— begin INFORMATION SHOWN —

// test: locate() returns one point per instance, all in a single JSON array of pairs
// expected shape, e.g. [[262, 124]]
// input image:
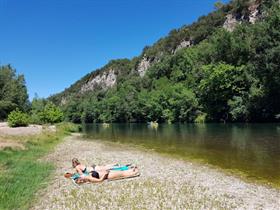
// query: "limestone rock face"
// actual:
[[232, 21], [183, 44], [103, 80], [254, 13], [144, 64]]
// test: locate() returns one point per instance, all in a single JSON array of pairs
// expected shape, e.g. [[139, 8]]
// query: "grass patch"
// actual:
[[24, 175]]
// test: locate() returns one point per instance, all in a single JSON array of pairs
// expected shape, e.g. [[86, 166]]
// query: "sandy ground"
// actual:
[[165, 183]]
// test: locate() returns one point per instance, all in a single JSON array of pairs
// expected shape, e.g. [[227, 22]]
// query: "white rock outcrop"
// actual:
[[142, 67], [183, 44], [103, 80], [230, 23]]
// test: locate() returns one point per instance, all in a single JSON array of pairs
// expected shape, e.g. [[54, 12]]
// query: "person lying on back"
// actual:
[[82, 169], [101, 176]]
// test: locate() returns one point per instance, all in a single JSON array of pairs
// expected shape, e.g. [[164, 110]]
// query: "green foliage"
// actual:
[[22, 175], [43, 111], [17, 118], [201, 118], [222, 76], [13, 92], [52, 113], [221, 84]]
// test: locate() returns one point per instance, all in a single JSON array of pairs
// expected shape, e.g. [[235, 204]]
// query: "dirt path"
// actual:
[[165, 183]]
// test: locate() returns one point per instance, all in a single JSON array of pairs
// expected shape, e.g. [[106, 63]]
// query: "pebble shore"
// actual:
[[165, 182]]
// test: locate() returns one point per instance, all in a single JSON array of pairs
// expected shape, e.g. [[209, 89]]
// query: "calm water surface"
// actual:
[[253, 149]]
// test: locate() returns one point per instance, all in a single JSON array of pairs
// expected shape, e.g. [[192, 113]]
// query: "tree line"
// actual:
[[227, 77]]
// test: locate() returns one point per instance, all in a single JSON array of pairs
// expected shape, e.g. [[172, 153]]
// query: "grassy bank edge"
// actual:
[[23, 173], [194, 160]]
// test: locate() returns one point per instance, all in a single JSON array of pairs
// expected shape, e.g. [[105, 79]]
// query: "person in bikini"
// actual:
[[100, 176], [81, 169]]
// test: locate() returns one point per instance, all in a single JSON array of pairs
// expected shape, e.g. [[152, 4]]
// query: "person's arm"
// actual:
[[96, 180], [79, 170]]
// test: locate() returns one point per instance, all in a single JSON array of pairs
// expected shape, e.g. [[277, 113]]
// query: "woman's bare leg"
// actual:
[[123, 174], [104, 168]]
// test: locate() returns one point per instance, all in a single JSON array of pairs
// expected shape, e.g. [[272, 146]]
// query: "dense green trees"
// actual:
[[224, 76], [13, 92]]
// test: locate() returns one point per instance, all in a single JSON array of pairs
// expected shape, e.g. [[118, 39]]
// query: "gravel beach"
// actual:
[[165, 183]]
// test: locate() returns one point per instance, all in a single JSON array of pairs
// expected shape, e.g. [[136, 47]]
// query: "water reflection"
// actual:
[[251, 148]]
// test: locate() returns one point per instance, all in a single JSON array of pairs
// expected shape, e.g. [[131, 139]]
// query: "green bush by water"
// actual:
[[22, 175], [17, 118]]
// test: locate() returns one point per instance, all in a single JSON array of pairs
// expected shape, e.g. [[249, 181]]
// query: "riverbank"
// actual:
[[22, 175], [165, 183]]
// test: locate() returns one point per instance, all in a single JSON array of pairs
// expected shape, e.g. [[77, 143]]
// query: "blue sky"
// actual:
[[56, 42]]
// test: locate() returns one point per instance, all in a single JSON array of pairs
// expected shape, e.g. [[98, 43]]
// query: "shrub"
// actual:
[[52, 113], [17, 118]]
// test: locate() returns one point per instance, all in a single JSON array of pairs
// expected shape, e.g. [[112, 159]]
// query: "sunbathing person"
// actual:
[[81, 169], [96, 177]]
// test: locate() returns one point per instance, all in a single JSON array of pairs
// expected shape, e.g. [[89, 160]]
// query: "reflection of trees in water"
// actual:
[[252, 148]]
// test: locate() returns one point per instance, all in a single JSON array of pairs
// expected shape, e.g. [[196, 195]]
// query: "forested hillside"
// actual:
[[224, 67], [13, 92]]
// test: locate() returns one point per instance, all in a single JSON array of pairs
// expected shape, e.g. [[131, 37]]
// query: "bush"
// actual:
[[52, 113], [17, 118]]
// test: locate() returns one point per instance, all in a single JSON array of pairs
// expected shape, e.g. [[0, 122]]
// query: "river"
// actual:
[[252, 150]]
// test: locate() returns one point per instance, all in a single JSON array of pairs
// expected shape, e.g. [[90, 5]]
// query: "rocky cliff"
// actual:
[[227, 17]]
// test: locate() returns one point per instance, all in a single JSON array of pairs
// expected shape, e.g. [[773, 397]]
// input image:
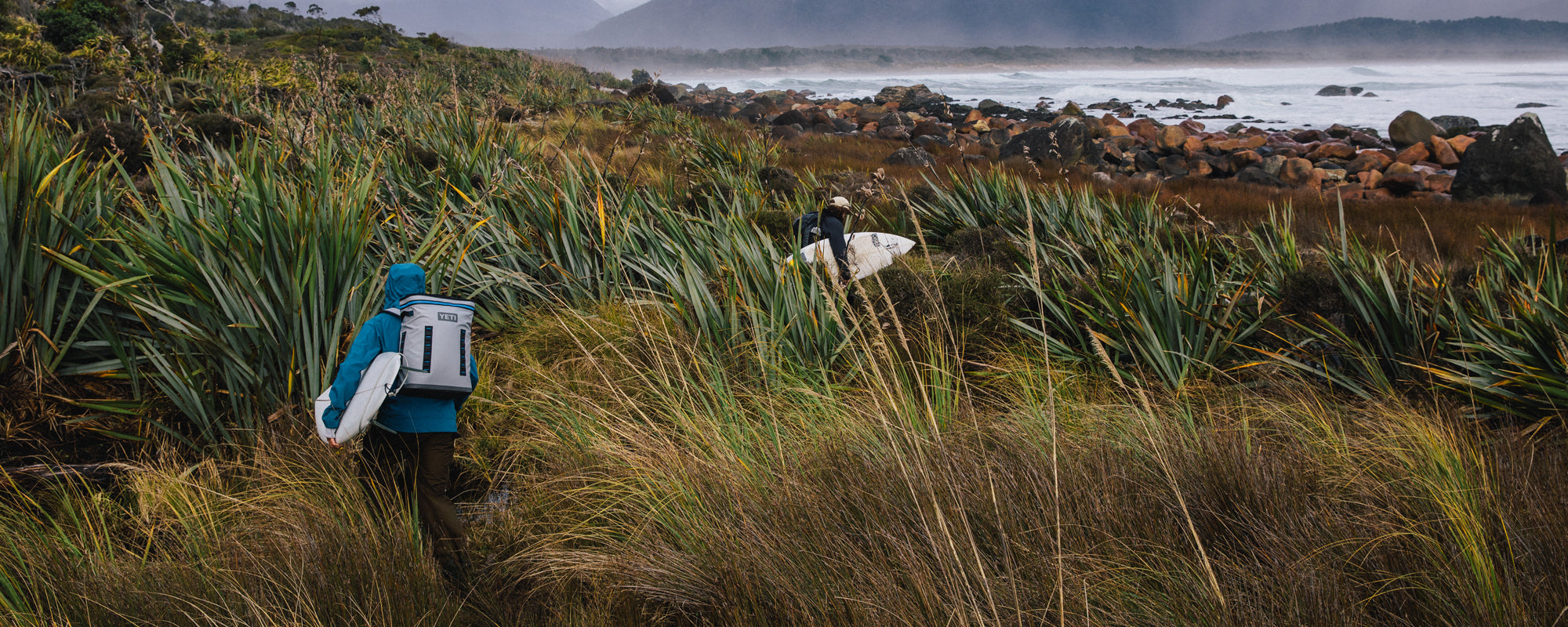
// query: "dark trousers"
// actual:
[[419, 465]]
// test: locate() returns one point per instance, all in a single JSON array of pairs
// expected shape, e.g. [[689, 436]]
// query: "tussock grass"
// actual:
[[288, 537], [891, 496]]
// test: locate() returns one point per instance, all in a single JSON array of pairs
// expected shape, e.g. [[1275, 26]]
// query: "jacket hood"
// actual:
[[404, 280]]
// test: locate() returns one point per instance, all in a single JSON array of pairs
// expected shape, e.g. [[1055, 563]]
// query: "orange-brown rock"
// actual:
[[1243, 159], [1371, 179], [1461, 145], [1114, 153], [1298, 172], [1145, 129], [869, 114], [1443, 154], [1332, 150], [1172, 140], [1415, 153], [1224, 145], [1368, 161], [1194, 145]]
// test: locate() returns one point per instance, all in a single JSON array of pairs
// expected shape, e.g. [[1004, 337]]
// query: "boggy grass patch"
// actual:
[[286, 537], [887, 496]]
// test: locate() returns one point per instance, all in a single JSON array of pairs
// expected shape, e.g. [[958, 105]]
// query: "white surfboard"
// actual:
[[869, 253], [376, 385]]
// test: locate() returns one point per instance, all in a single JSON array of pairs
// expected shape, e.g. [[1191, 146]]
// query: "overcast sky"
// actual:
[[619, 5], [554, 23]]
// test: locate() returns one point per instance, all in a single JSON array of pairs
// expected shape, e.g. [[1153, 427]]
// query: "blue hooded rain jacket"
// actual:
[[404, 415]]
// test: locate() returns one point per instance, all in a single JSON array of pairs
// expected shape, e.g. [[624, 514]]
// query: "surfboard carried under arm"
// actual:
[[868, 253], [376, 385]]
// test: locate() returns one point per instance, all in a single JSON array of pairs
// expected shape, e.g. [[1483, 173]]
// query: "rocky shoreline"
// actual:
[[1440, 159]]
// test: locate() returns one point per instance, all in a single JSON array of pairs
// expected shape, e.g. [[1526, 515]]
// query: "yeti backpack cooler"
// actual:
[[435, 346]]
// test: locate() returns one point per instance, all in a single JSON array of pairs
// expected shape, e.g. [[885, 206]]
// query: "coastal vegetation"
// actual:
[[1073, 405]]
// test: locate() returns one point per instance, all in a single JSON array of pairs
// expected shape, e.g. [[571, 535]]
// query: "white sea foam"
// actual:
[[1277, 98]]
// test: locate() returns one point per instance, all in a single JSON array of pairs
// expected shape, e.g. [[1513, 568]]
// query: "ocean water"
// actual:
[[1277, 98]]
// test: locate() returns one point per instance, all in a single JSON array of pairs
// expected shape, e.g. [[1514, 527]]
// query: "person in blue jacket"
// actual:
[[829, 225], [412, 451]]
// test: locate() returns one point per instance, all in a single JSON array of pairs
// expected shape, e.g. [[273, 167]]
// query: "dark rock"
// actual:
[[1410, 129], [779, 181], [1515, 162], [910, 98], [1258, 176], [1404, 184], [753, 112], [1456, 125], [1174, 167], [793, 117], [1363, 139], [1145, 162], [1307, 137], [1067, 142], [510, 115], [912, 158], [18, 79]]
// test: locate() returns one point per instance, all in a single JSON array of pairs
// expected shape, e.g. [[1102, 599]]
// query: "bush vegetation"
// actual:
[[1069, 407]]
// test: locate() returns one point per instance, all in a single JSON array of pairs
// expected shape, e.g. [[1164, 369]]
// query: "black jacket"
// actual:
[[816, 227]]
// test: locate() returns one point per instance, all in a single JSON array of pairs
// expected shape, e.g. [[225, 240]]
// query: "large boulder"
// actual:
[[1517, 162], [1069, 142], [793, 117], [912, 158], [1456, 125], [1172, 139], [1412, 129]]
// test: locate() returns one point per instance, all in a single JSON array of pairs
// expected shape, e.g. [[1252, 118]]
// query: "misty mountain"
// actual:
[[1381, 32], [725, 24], [485, 23]]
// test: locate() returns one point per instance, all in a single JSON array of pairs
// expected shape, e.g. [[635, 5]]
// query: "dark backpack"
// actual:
[[810, 228]]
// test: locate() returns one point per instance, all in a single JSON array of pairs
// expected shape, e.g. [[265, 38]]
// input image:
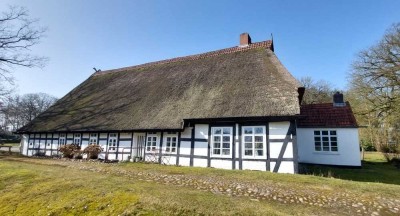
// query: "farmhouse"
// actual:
[[235, 108]]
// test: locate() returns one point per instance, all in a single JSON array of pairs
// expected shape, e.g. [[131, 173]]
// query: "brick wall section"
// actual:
[[326, 115]]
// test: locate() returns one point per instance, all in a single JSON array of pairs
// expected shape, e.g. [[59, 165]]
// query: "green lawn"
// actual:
[[31, 186], [374, 169]]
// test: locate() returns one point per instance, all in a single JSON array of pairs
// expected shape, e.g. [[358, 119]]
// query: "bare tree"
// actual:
[[375, 87], [18, 34], [316, 91], [19, 110]]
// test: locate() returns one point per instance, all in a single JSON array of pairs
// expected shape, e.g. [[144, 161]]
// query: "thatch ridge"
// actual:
[[241, 82]]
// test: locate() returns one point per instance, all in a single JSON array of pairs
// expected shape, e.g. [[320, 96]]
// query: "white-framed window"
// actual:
[[62, 139], [221, 141], [77, 139], [254, 141], [112, 142], [325, 141], [93, 139], [171, 142], [151, 142]]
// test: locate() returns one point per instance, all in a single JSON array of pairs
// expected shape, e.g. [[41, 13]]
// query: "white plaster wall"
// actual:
[[184, 161], [125, 135], [275, 149], [185, 147], [168, 160], [197, 162], [348, 147], [24, 143], [222, 164], [200, 149], [124, 144], [187, 132], [254, 165], [201, 131], [125, 155], [285, 167], [278, 130]]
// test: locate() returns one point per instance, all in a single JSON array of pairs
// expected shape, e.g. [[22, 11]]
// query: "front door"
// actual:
[[138, 147]]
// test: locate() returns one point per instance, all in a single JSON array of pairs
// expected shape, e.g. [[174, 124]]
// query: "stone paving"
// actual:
[[343, 203]]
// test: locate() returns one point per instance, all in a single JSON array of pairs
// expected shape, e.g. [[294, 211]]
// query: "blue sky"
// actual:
[[312, 38]]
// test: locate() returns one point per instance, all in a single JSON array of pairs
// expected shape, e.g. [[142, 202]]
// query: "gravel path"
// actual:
[[343, 203]]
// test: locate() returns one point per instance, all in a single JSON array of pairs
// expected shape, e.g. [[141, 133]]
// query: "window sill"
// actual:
[[255, 157], [221, 156], [326, 153]]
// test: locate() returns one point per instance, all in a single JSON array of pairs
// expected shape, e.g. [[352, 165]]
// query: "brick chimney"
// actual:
[[245, 39], [338, 100]]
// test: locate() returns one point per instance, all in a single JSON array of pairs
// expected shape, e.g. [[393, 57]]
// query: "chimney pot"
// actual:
[[245, 39], [338, 100]]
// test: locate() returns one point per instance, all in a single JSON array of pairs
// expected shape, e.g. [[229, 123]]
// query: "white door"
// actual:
[[138, 145]]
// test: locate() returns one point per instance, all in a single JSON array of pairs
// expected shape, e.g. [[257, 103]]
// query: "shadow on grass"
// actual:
[[371, 171]]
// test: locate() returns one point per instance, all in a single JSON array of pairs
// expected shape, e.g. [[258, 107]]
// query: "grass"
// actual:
[[375, 168], [30, 186]]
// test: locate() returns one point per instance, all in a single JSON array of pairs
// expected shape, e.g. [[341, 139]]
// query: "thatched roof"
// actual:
[[235, 82]]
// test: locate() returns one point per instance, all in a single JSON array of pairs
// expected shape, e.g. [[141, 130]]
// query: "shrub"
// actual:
[[92, 151], [69, 150]]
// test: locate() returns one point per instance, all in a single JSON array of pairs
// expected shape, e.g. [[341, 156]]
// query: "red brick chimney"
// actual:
[[245, 39]]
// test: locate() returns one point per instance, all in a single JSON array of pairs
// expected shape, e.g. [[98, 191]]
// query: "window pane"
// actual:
[[226, 138], [227, 130], [248, 139], [226, 151], [258, 145], [259, 130], [248, 145], [248, 152], [248, 130]]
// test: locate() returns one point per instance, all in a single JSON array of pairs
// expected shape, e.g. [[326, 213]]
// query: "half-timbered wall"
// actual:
[[266, 146]]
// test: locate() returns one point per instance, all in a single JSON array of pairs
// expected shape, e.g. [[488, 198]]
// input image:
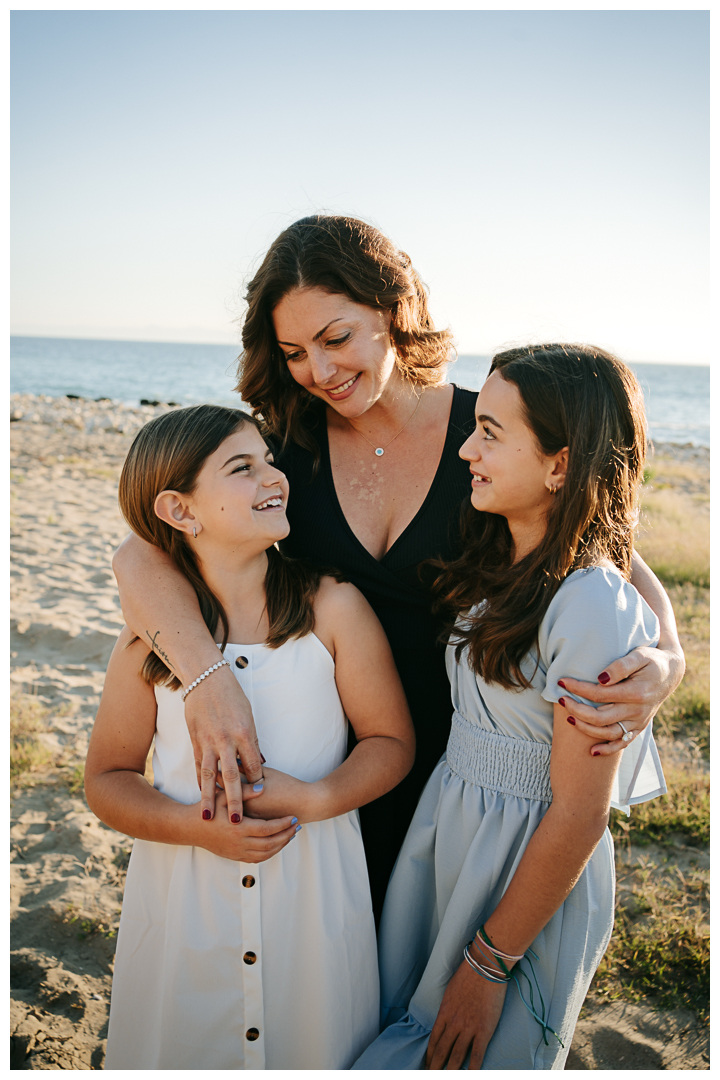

— end INFORMATION SHOWN —

» TASK INSTRUCTIONS
Rewrite the data from its first line through the line containing "[[253, 149]]", inclusive, swapping "actual" for "observed" and keeping everything else unchanged. Omit the pictures from your answer.

» TASK OUTPUT
// test: locate() returns one point per instance, all in a single JSON array of pairs
// expected shape, e.g. [[262, 124]]
// input image:
// query: "limestone rock face"
// observed:
[[232, 21], [183, 44], [103, 80], [254, 13], [144, 64]]
// test: locate() returns one point per instance, all in a single JSON array of pairs
// expected shape, e.g. [[139, 8]]
// query: "grass patch"
// observed:
[[24, 175]]
// test: locate() returns one point per instance, all in a single JSON array of pairs
// expected shape, e.g. [[86, 166]]
// query: "sandy ground"
// observed:
[[165, 183]]
// test: locate() returns one point per instance, all in a single JSON array of pairs
// expected shape, e.g. [[227, 22]]
// query: "white rock outcrop"
// observed:
[[142, 67], [183, 44], [103, 80], [230, 23]]
// test: locate() returns one point per instance, all in a single JSON array of pairs
// expected shape, e.g. [[54, 12]]
// query: "person lying on back"
// observed:
[[82, 169], [101, 176]]
// test: locate() returns one point per instance, all in a single JSON array of pairs
// expected shape, e.g. [[164, 110]]
// query: "green foliage"
// observed:
[[22, 175], [43, 111], [17, 118], [201, 118], [222, 76], [13, 92], [52, 113], [221, 84]]
// test: locate() returns one point per instance, all in a single JSON array of pairs
// expected shape, e.g. [[235, 204]]
// query: "dirt path"
// observed:
[[165, 183]]
// test: locate() returns one point per instance, all in a single JSON array of pairs
// expected shape, e.g. [[106, 63]]
// query: "pebble shore"
// observed:
[[165, 182]]
// test: locate() returns one point per instance, all in a single JSON array of pairs
// expected shape, e.g. [[209, 89]]
// query: "calm water surface"
// observed:
[[253, 149]]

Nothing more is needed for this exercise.